* SELESAIKAN TUGAS BERIKUT:
1. Perbarui bagian kutipan tentang pilkada yang dimulai dengan "Oleh : Gunoto" dan berlanjut sampai "wilayah provinsi ini.". Tuliskan kembali bagian itu dengan "wilayah" diganti menjadi "kawasan".
2. Tolong hitung baris dalam catatan yang memuat kata "output", dan jawab hanya dengan angkanya.

* KUTIPAN DOKUMEN:

━━━━

Oleh : Gunoto Saparie
Menjelang akhir tahun ini, tepatnya 27 November 2024, akan digelar sebuah pesta akbar demokrasi, yakni pemilihan kepala daerah (pilkada) secara serentak di Provinsi Jawa Tengah. Meskipun pesta demokrasi atau pilkada tersebut masih cukup lama, tetapi riak-riak gerakan politik dari berbagai kekuatan yang ada di wilayah ini sudah mulai terasa. Hal ini ditandai dengan berbagai gerakan politik dalam rangka pembangunan opini publik tokoh-tokoh yang ingin menduduki gubernur dan wakil gubernur di Jawa Tengah, walikota dan wakil walikota, maupun bupati dan wakil bupati di kabupaten dan kota di wilayah provinsi ini.
Bagaimanakah strategi komunikasi politik para kandidat kepala daerah untuk melakukan pencitraan diri mereka? Jawabannya memang tidak sederhana. Paling tidak, mengacu pada pernyataan konsultan politik terkemuka, Denny JA, proses pencitraan yang dilakukan pada zaman Alexander The Great dan Napoleon dengan era saat ini jauh berbeda. Pada zaman Alexander maupun Napoleon, untuk memperbesar pengaruh dan memenangkan dukungan politik, diperlukan meriam dan bedil. Akan tetapi, di era sekarang, cara-cara seperti itu sudah kuno untuk diterapkan.
Kalau di zaman Napoleon, yang dibutuhkan adalah perancang strategi perang yang andal. Akan tetapi, di zaman teknologi informasi saat ini yang dibutuhkan adalah konsultan pemasaran politik. Mengapakah orang yang mengejar posisi politis harus punya konsultan pemasaran politik? Karena pilkada merupakan proses demokrasi. Dalam konsep demokrasi, pemerintahan tertinggi berada di tangan rakyat. Ini berarti, siapa yang akan berkuasa akan sangat tergantung pada siapa yang ingin rakyat jadikan sebagai penguasa atau pemimpinnya.

━━━━

* CATATAN DALAM LATIHAN:
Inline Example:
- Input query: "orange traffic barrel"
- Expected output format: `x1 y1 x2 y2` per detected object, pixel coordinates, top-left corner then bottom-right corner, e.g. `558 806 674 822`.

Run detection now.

━━━━

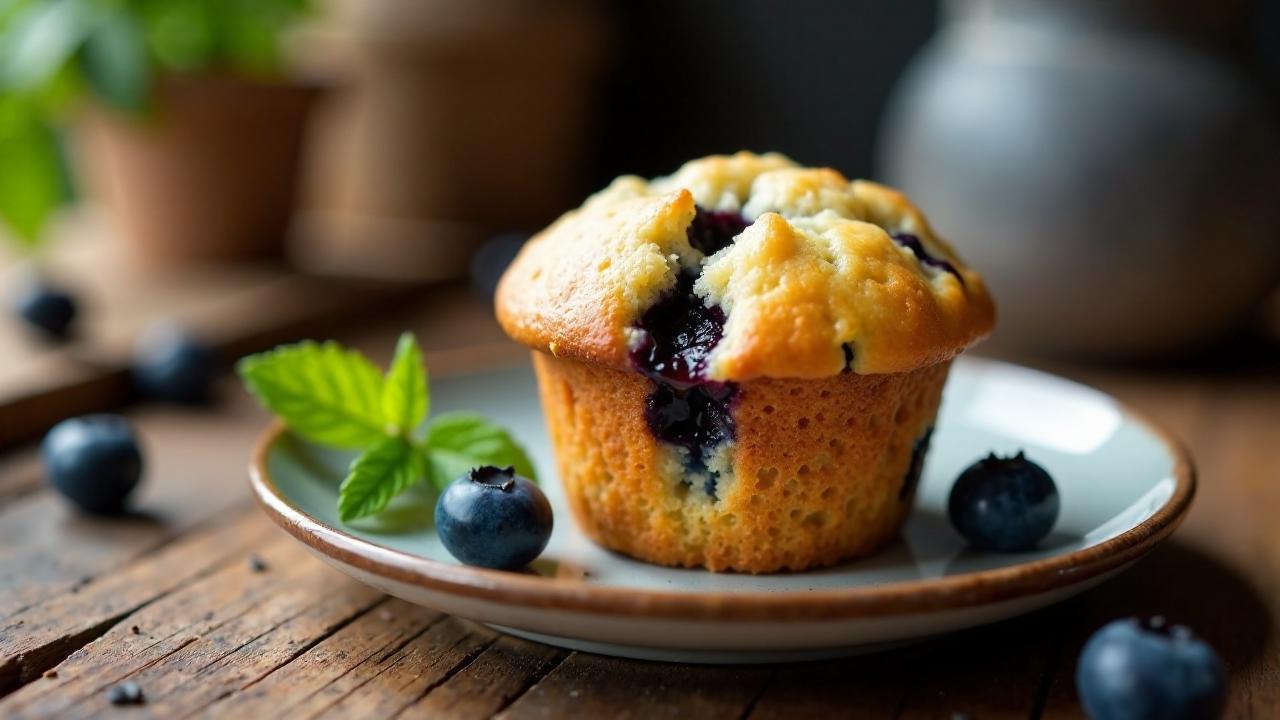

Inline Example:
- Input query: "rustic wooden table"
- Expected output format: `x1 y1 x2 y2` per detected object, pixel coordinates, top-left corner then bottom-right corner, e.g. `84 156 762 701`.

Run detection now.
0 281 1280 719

━━━━

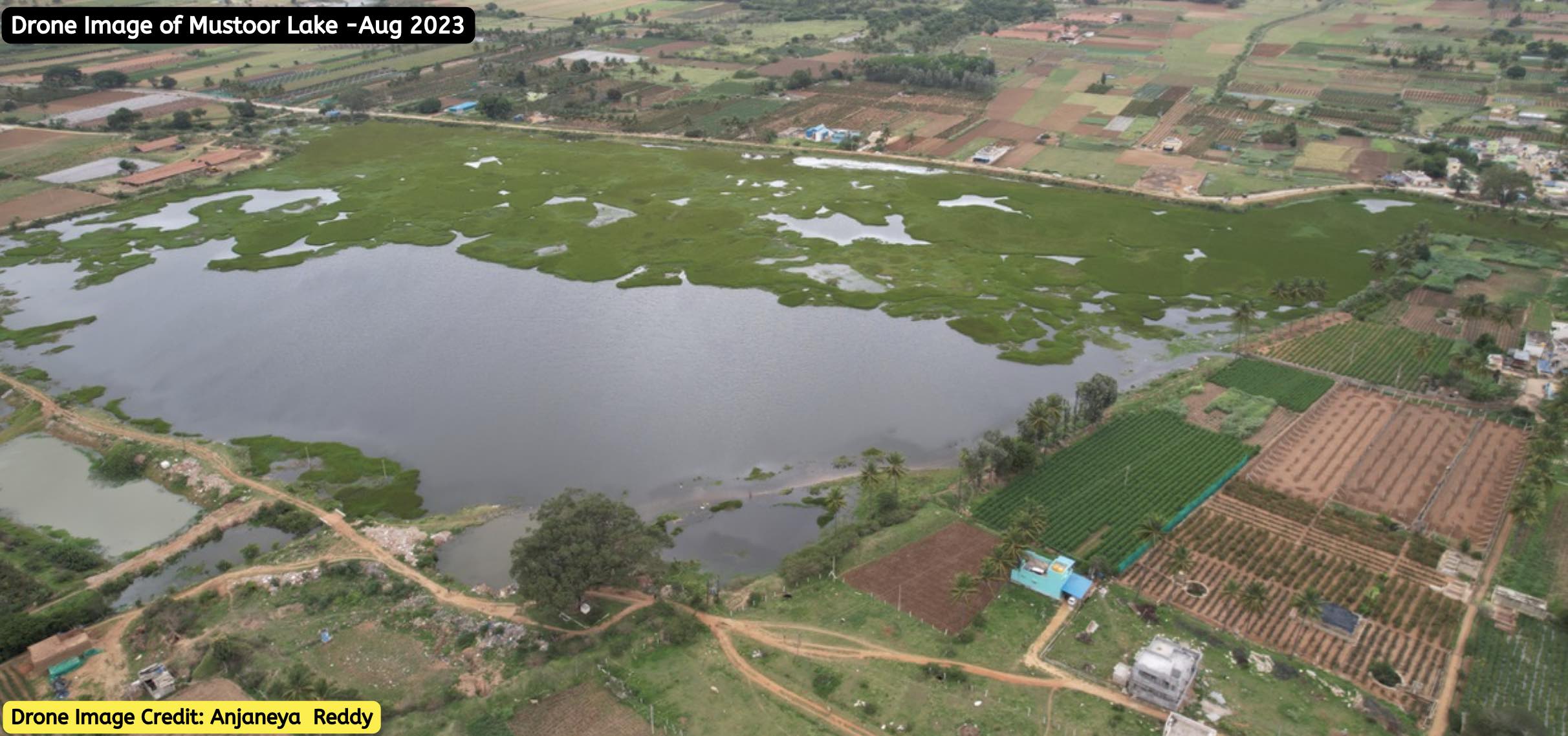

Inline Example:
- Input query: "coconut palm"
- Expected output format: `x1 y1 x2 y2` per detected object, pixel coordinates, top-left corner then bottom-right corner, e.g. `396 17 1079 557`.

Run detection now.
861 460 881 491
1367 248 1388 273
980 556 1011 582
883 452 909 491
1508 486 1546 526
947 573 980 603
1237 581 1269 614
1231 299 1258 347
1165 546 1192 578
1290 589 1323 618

━━━━

* JAWABAN TIAP TUGAS:
1.
Oleh : Gunoto Saparie
Menjelang akhir tahun ini, tepatnya 27 November 2024, akan digelar sebuah pesta akbar demokrasi, yakni pemilihan kepala daerah (pilkada) secara serentak di Provinsi Jawa Tengah. Meskipun pesta demokrasi atau pilkada tersebut masih cukup lama, tetapi riak-riak gerakan politik dari berbagai kekuatan yang ada di kawasan ini sudah mulai terasa. Hal ini ditandai dengan berbagai gerakan politik dalam rangka pembangunan opini publik tokoh-tokoh yang ingin menduduki gubernur dan wakil gubernur di Jawa Tengah, walikota dan wakil walikota, maupun bupati dan wakil bupati di kabupaten dan kota di kawasan provinsi ini.

2. 3